Рахат норахат
Здесь это место называют Тегераном.
Несмотря на то, что русские хозяйничали на всем северном Иране не только до революции, но и некоторое время после, нашим языком тут никто не пользуется.
Иран - не кавказская республика.
Прошлой зимой, наш общий друг Шура Катаев, дал мне почитать мемуары советского посла в Иране Реваза Утургаури «Покер с Аятоллой». Книга оказалась занимательной.
Дипломатические отношения с Персией начались во времена шаха Аббаса. Тогда сасаниды были велики и могущественны. Но им приходилось постоянно драться с османами. Турки не давали покоя Аббасу, поэтому шах искал поддержки у Москвы. Царь не рвался помогать персам, а, наоборот, подумывал о вторжение в Иран, но достаточных сил у него для этого небыло. Тем не менее, в год 1588 шахом Аббасом был принят первый русский посол, князь Васильчиков с великими почестями. Князю разрешили не целовать владыке ноги и подарили два города Баку и Дербент. Правда, забыли уточнить, что они давно принадлежат туркам.

ЗАДАНИЯ ДЛЯ ВЫПОЛНЕНИЯ:
1. Пожалуйста, выведите без изменений отрывок из текста об Иране от слов «Рахат норахат» до слов «никто не пользуется.» включительно.
2. Кого, согласно тексту об Иране, шах Аббас принял в 1588 году как первого русского посла?

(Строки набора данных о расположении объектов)

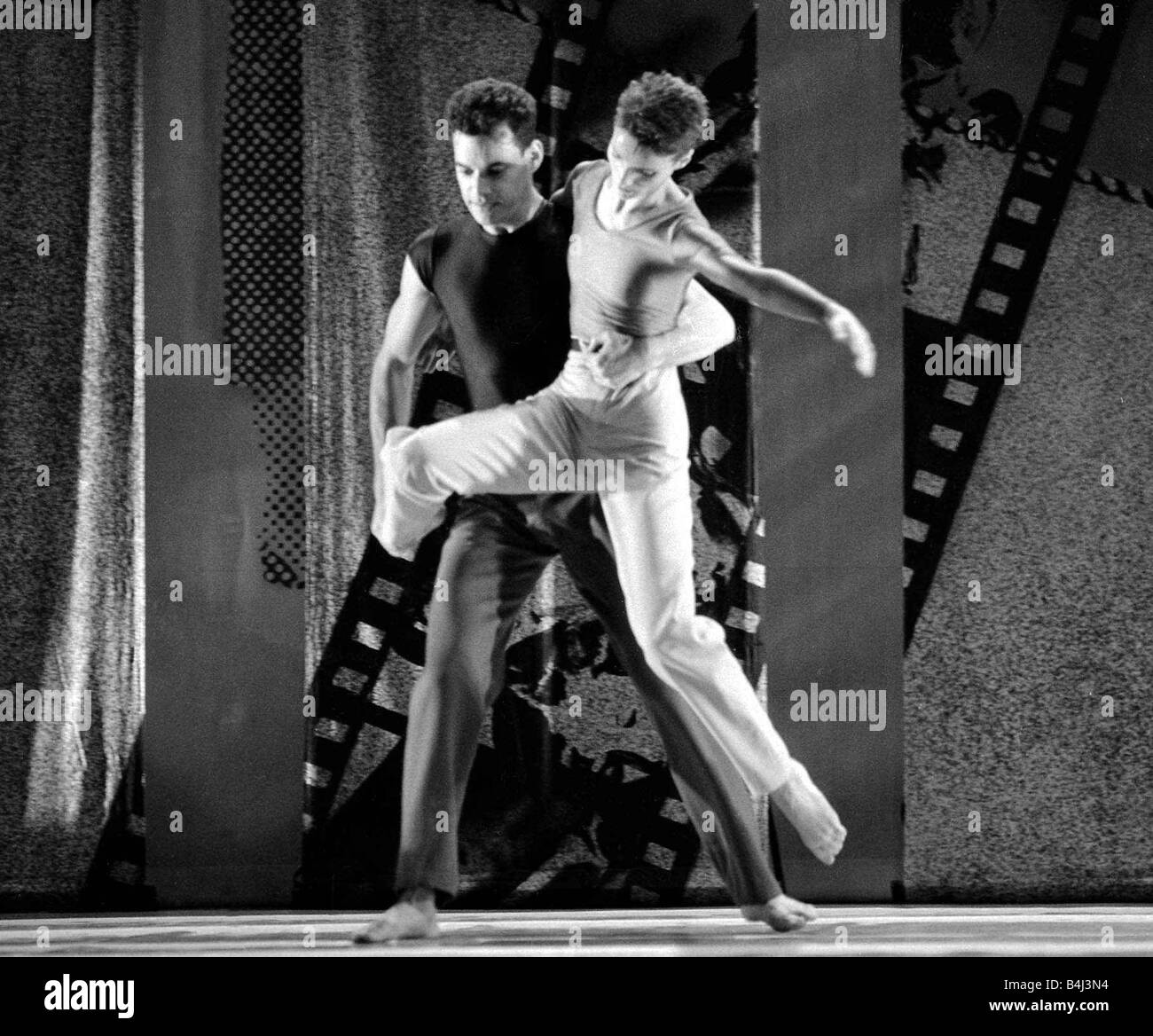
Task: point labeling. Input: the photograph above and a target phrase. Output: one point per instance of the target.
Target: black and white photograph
(579, 480)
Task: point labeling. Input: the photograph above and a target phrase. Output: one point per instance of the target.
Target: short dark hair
(663, 112)
(481, 106)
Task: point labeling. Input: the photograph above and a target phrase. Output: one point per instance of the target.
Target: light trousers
(633, 444)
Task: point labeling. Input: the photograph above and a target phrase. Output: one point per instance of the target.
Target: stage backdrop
(580, 810)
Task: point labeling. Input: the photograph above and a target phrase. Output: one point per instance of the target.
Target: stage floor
(854, 931)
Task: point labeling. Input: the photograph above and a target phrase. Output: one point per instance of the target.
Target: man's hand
(844, 328)
(616, 360)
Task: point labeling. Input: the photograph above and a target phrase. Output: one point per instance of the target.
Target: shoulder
(580, 175)
(691, 233)
(431, 245)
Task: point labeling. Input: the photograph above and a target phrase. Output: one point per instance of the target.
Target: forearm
(779, 292)
(703, 326)
(390, 395)
(684, 344)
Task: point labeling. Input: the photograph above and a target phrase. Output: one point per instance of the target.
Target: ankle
(420, 897)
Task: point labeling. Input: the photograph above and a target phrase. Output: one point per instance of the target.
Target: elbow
(726, 330)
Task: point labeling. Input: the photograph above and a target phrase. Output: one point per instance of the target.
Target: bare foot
(810, 812)
(413, 916)
(782, 913)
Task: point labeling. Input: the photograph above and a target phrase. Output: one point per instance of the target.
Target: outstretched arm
(703, 326)
(412, 321)
(780, 292)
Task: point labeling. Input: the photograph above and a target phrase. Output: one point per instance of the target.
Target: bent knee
(404, 459)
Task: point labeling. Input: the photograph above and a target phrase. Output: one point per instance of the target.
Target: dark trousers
(495, 553)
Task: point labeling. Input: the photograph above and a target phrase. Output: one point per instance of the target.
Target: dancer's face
(495, 176)
(637, 173)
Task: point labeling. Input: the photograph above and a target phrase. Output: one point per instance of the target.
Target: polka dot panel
(262, 204)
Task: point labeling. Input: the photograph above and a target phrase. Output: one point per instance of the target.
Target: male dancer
(499, 276)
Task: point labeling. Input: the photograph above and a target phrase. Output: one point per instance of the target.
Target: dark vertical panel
(830, 165)
(225, 666)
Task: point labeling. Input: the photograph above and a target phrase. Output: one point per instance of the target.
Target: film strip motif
(380, 614)
(557, 76)
(946, 425)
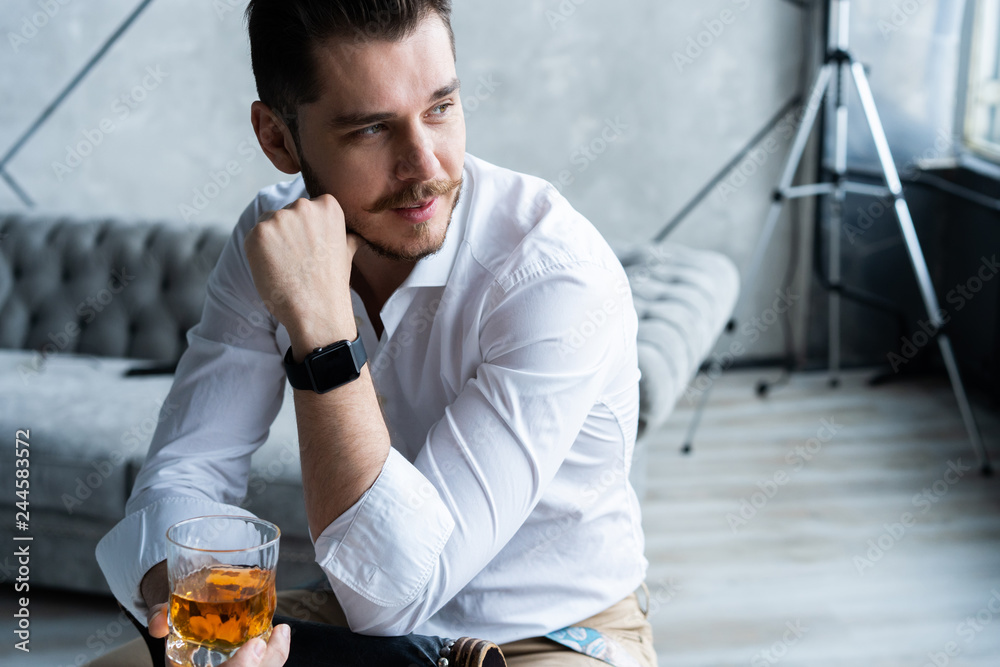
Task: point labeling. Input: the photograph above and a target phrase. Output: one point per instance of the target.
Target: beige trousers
(623, 622)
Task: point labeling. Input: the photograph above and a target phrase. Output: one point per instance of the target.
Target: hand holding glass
(221, 573)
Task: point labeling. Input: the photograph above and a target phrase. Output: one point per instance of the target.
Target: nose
(417, 161)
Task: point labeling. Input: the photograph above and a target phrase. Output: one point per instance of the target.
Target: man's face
(387, 134)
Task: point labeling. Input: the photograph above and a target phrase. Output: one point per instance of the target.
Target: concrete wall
(682, 85)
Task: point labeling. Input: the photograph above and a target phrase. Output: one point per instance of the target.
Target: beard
(420, 234)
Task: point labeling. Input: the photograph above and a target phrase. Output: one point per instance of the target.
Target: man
(472, 477)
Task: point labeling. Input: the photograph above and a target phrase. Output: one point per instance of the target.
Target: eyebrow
(359, 119)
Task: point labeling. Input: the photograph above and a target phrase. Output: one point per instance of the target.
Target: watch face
(332, 367)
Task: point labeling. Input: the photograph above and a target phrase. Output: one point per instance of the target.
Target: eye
(371, 130)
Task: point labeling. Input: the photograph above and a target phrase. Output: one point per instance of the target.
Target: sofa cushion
(85, 454)
(108, 288)
(683, 298)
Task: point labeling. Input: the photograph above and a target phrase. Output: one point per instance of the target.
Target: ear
(275, 138)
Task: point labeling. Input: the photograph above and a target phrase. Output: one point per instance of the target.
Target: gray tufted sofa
(92, 314)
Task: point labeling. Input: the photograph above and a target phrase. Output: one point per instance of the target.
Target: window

ОТВЕТЫ К ЗАДАНИЯМ:
1.
Рахат норахат
Здесь это место называют Тегераном.
Несмотря на то, что русские хозяйничали на всем северном Иране не только до революции, но и некоторое время после, нашим языком тут никто не пользуется.

2. Князя Васильчикова.